### Given request
Gather every line in the records below that contains the string "sponsor", treating uppercase and lowercase as different.

### Data supplied
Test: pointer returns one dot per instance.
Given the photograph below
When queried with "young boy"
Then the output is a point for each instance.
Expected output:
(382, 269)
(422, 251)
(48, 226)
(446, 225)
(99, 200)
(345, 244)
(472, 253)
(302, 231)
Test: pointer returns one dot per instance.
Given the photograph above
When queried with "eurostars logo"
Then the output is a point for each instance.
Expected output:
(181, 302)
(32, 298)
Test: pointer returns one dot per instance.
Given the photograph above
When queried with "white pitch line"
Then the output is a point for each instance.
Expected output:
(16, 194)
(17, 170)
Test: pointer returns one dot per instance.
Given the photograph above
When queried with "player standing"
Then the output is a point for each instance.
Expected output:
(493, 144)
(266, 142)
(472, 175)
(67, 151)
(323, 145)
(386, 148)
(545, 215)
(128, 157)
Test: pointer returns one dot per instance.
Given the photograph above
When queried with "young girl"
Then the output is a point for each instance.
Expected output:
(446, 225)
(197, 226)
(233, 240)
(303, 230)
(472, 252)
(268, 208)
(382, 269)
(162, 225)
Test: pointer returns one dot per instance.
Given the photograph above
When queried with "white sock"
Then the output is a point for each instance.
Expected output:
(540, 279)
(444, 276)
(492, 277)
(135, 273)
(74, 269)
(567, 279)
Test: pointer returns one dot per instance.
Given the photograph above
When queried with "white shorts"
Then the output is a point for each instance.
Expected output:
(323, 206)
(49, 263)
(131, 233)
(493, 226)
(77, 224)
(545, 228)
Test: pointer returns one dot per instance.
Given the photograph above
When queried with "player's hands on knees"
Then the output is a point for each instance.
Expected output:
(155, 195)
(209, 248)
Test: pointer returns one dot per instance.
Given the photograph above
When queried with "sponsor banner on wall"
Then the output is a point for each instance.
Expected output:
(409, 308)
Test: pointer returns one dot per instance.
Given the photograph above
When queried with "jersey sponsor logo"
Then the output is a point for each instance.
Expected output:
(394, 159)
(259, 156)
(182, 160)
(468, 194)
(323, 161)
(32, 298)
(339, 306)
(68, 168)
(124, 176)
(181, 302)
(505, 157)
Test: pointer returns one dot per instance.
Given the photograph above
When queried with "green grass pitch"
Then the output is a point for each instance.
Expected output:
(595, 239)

### Completed task
When queried with "sponsor banner on wall"
When queried with "jersey sponsor logo"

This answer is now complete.